(Stored data entries)
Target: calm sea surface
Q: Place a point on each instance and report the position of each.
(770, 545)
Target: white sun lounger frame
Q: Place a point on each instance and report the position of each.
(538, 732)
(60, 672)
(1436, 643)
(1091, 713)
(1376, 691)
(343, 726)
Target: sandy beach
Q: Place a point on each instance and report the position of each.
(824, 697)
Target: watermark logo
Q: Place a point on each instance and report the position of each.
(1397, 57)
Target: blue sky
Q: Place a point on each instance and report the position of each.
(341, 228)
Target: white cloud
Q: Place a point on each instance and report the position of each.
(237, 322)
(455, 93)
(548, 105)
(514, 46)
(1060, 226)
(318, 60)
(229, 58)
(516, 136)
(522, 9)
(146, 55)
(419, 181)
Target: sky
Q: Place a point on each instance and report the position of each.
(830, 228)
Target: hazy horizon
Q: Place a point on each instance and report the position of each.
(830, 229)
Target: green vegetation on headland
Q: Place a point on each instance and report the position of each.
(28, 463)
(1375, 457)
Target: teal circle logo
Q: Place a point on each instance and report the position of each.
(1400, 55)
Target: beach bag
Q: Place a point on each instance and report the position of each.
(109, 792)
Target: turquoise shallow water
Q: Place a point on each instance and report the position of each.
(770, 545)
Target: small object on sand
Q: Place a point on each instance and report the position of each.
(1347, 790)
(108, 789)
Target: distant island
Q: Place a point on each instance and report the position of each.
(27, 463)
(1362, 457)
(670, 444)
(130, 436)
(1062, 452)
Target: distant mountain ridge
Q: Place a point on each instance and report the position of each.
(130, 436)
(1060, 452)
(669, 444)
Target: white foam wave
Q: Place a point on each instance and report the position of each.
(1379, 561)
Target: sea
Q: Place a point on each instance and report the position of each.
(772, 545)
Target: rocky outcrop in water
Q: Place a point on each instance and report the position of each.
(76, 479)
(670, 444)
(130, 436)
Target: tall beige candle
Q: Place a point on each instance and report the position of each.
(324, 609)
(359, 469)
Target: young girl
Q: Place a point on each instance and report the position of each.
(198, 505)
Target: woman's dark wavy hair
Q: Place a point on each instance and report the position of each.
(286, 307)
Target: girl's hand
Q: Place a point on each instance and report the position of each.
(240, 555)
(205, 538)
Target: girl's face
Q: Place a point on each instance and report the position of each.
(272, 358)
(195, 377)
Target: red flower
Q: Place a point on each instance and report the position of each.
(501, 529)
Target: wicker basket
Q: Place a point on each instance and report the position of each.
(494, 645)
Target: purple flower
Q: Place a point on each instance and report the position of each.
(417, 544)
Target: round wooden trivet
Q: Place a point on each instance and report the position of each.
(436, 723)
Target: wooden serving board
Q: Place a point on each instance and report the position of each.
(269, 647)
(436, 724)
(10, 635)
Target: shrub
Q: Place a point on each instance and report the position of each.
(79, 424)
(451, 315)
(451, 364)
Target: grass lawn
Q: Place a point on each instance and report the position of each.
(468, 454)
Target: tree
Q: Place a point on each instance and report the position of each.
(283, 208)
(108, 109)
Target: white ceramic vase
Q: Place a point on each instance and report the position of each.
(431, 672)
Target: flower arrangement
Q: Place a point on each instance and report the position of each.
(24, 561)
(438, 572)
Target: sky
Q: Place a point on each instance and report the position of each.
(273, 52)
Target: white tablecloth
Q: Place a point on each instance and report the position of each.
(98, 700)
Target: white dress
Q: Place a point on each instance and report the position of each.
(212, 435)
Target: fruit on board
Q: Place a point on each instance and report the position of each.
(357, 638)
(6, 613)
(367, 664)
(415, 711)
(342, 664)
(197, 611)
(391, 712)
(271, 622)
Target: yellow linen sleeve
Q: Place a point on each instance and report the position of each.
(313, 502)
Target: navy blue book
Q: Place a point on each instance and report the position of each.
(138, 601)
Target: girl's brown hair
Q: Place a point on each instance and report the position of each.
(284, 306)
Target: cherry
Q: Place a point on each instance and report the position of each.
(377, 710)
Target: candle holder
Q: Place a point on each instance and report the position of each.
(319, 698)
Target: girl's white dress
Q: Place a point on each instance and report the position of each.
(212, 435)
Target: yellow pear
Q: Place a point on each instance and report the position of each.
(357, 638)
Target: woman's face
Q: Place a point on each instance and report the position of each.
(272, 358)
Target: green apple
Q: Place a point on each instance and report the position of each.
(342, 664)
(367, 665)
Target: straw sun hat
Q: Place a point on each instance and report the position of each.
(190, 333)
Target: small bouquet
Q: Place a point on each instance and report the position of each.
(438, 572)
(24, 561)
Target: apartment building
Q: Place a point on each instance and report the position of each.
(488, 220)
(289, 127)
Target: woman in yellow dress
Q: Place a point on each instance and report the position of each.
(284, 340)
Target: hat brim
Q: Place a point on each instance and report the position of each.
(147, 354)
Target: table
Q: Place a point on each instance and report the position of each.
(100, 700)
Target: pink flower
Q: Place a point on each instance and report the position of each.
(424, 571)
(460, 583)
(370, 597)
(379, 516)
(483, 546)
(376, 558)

**What this task involves**: Only lines of the data holding the word "hair" go in the answer. Please copy each of them.

**Result of this exercise**:
Target: woman's dark wavy hair
Target: girl's brown hair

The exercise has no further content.